Transcribe all of the records word for word, but omit the pictures.

(Image object location entries)
______________________________

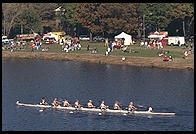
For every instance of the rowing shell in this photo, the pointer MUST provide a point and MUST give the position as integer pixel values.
(95, 109)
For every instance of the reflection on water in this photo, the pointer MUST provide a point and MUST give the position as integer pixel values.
(29, 80)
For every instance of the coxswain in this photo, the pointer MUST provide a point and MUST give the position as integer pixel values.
(56, 102)
(66, 103)
(77, 105)
(43, 101)
(90, 104)
(131, 107)
(116, 106)
(150, 109)
(103, 106)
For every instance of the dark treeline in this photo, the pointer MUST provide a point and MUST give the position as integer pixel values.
(105, 19)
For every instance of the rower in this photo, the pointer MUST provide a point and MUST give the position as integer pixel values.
(116, 106)
(43, 101)
(131, 107)
(77, 105)
(150, 109)
(56, 102)
(103, 106)
(66, 103)
(90, 104)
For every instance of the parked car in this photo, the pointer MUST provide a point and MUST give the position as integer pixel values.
(98, 38)
(84, 37)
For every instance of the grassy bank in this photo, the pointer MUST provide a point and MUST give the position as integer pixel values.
(137, 57)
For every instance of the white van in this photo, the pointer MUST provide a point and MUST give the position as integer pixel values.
(174, 40)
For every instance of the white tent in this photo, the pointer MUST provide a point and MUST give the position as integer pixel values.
(127, 37)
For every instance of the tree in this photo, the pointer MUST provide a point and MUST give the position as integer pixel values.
(86, 14)
(67, 16)
(157, 15)
(182, 10)
(118, 17)
(10, 12)
(109, 18)
(29, 19)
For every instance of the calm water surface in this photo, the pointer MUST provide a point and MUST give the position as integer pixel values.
(30, 80)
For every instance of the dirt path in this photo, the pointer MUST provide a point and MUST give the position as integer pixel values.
(177, 63)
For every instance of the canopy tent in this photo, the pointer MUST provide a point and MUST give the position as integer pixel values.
(127, 37)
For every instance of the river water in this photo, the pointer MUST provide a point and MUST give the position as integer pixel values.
(29, 80)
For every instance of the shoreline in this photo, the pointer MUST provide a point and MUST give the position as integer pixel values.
(177, 63)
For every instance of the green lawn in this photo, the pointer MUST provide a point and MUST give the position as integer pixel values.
(136, 50)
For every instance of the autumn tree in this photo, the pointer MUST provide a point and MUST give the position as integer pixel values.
(182, 10)
(86, 14)
(108, 18)
(10, 12)
(30, 20)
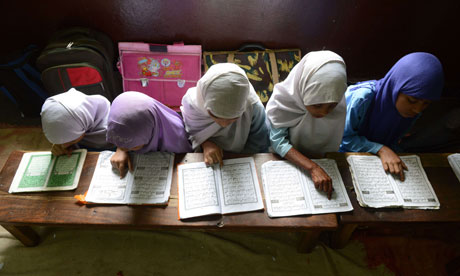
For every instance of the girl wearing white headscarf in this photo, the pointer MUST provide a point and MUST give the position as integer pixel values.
(73, 117)
(223, 112)
(307, 113)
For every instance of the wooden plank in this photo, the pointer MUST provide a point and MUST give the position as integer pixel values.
(444, 183)
(61, 209)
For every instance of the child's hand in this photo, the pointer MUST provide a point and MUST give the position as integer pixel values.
(119, 160)
(212, 153)
(391, 162)
(321, 180)
(58, 149)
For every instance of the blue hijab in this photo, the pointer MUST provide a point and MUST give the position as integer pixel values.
(419, 75)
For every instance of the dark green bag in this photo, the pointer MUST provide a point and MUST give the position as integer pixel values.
(264, 67)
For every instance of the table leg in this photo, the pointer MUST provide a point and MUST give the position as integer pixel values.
(308, 241)
(24, 234)
(341, 237)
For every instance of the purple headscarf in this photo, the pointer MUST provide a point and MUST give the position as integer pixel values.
(419, 75)
(136, 119)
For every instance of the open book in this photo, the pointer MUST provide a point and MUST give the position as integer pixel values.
(149, 183)
(376, 188)
(42, 171)
(213, 190)
(454, 161)
(289, 190)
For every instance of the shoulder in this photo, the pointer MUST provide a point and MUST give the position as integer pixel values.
(360, 94)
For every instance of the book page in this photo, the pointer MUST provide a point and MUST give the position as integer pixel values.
(106, 185)
(454, 161)
(41, 171)
(65, 172)
(416, 190)
(373, 186)
(198, 190)
(152, 178)
(320, 204)
(283, 189)
(240, 187)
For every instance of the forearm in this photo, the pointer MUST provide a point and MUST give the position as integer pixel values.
(300, 160)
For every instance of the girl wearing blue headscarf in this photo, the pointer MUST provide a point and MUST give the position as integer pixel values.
(380, 112)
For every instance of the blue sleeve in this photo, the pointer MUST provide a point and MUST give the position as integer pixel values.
(258, 140)
(279, 141)
(358, 102)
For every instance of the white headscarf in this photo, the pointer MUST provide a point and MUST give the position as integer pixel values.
(67, 116)
(225, 91)
(320, 77)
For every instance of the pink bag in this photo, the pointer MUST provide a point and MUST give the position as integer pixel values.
(163, 72)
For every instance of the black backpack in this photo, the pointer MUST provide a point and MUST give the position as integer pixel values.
(80, 58)
(20, 82)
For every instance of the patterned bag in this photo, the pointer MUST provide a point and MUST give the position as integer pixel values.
(264, 67)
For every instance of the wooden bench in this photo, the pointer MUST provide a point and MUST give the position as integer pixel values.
(444, 182)
(18, 212)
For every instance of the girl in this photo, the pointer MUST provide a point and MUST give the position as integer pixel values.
(141, 124)
(380, 112)
(307, 113)
(73, 117)
(224, 113)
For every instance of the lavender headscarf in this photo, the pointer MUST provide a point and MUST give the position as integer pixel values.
(417, 74)
(136, 119)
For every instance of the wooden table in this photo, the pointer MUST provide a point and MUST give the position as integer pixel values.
(20, 211)
(444, 182)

______________________________

- _COMPLETE ANSWER_:
For every instance of the rowing shell in this photo, the pointer MUST provide a point and MUST give the position as integer pixel values.
(95, 109)
For every instance of the reflection on water in this photo, the pointer MUST provide a point and MUST give the position as integer pixel values.
(29, 80)
For every instance of the coxswain in this photo, the pointer MUST provide a point and MUST give the position as integer pixel values.
(56, 102)
(66, 103)
(77, 105)
(43, 101)
(90, 104)
(131, 107)
(116, 106)
(150, 109)
(103, 106)
For every instance of the dark treeline in this photo, the pointer MUST provide a point and MUST give the position as integer pixel values.
(105, 19)
For every instance of the rower in this photo, the pointer MUST provide a point and MUST give the position as integer pixel values.
(116, 106)
(43, 101)
(131, 107)
(77, 105)
(150, 109)
(56, 102)
(103, 106)
(66, 103)
(90, 104)
For every instance of the parked car in this photo, the pointer MUST provide a point and MUST give the position as integer pixel values.
(98, 38)
(84, 37)
For every instance of the grassy bank in this photo, the pointer MUST provide a point and MUST give the position as integer pixel values.
(137, 57)
For every instance of the white van in this photo, the pointer MUST provide a point and MUST give the position as integer pixel values.
(174, 40)
For every instance of the white tent in this photo, the pointer MUST provide a point and MUST give the position as integer pixel values.
(127, 37)
For every instance of the tree in this photo, the pointer MUST provide a point and MUST give the position as integer pixel values.
(86, 14)
(67, 16)
(157, 15)
(182, 10)
(118, 17)
(10, 12)
(109, 18)
(29, 19)
For every instance of the calm water surface in this photo, the pointer MUST provide a point and MUST give the position as integer pixel values.
(30, 80)
For every instance of the dirt path in this photo, the pointer MUST provide a point and MUST give the position as integer pixel values.
(177, 63)
For every instance of the canopy tent in this photo, the pointer MUST provide a point and MUST give the position as integer pixel values.
(127, 37)
For every instance of the river water in this photo, the pointer MUST provide a point and MUST give the position as integer pixel values.
(29, 80)
For every instance of the shoreline in this photo, the pointer MUST provide a point and MUST give the position as integer pixel values.
(177, 63)
For every instance of the green lawn in this photo, the pointer MUST provide a point and MUST give the position as integer pixel values.
(136, 50)
For every instance of the autumn tree in this photo, the pointer MUST provide a point and MUST give the position as integer pixel values.
(182, 10)
(86, 14)
(108, 18)
(10, 12)
(30, 20)
For every instance of the girl wearing white headscarf in this photo, the pointer MUST provide a point and MUST give the position as integer pixel values.
(73, 117)
(223, 112)
(307, 113)
For every instance of the wooden plank in this photo, the pointer MUST provide a point and MUST give the position as integer pixel values.
(444, 183)
(61, 209)
For every instance of the child's hand in this photo, the pointer MUST provide a point and MUST give the position as integer pixel values.
(119, 160)
(212, 153)
(391, 162)
(321, 180)
(58, 149)
For every instance of the blue hijab in this photo, the pointer MUST provide a point and MUST give the position as integer pixel values.
(419, 75)
For every instance of the dark green bag in this photo, the pointer MUST provide a point and MUST give the position as integer pixel values.
(264, 67)
For every instance of the table leg in this photo, the pointer MUST provide a point and MUST give the position as integer pixel values.
(308, 241)
(24, 234)
(341, 237)
For every instance of the purple headscarf in this photo, the pointer MUST provide a point and MUST give the position as integer pixel values.
(419, 75)
(136, 119)
For every instance of the open book in this photo, the pointer MUST provide a point and MUST give the position as integer pixel values.
(149, 183)
(376, 188)
(42, 171)
(213, 190)
(454, 161)
(289, 190)
For every instance of the shoulder in this photo, the pointer MUST provide a point and MUST give the position as integer pixel values.
(360, 94)
For every instance of the book page in this photo, the pointer MUST provide a point and MUST give the position as integer pixel values.
(106, 185)
(454, 161)
(41, 171)
(65, 172)
(416, 190)
(373, 186)
(198, 190)
(152, 178)
(320, 204)
(283, 189)
(240, 187)
For every instance of the forearm in this photo, the pointer MUST provide a point and MUST give the position as integer pixel values.
(300, 160)
For every instance of the girl wearing blue headscarf in this photo, the pointer MUST provide a point and MUST give the position as integer pixel values.
(380, 112)
For every instance of the blue sleeve in this photo, the pointer MUST provide a point and MUST give the position as integer pixel values.
(258, 140)
(279, 141)
(358, 102)
For every instance of the white headscarf in this photo, the pointer MUST provide a point and MUST give the position as integer pixel values.
(67, 116)
(225, 91)
(320, 77)
For every instance of the pink bag in this photo, the pointer MUST provide a point and MUST give the position as integer pixel values.
(163, 72)
For every instance of the black backpack in this photo, the pointer MUST provide a point and MUST give the position as integer pixel values.
(80, 58)
(20, 82)
For every instance of the patterned bag in this photo, the pointer MUST provide a point and MUST give the position as integer pixel values.
(264, 67)
For every instance of the wooden bench in this photo, the pointer MUST provide a point and MUST give the position as integer pixel values.
(444, 182)
(18, 212)
For every instance of the girl in this photo, the pointer MUST provide a point and MUST give the position as integer pixel values.
(141, 124)
(380, 112)
(307, 113)
(73, 117)
(224, 113)
For every instance of the lavender headscarf in this photo, the pointer MUST provide a point and MUST give the position as integer pixel values.
(417, 74)
(136, 119)
For every instance of the wooden table in this photo, the pointer MUST provide a point and MUST give the position as integer pixel values.
(20, 211)
(444, 182)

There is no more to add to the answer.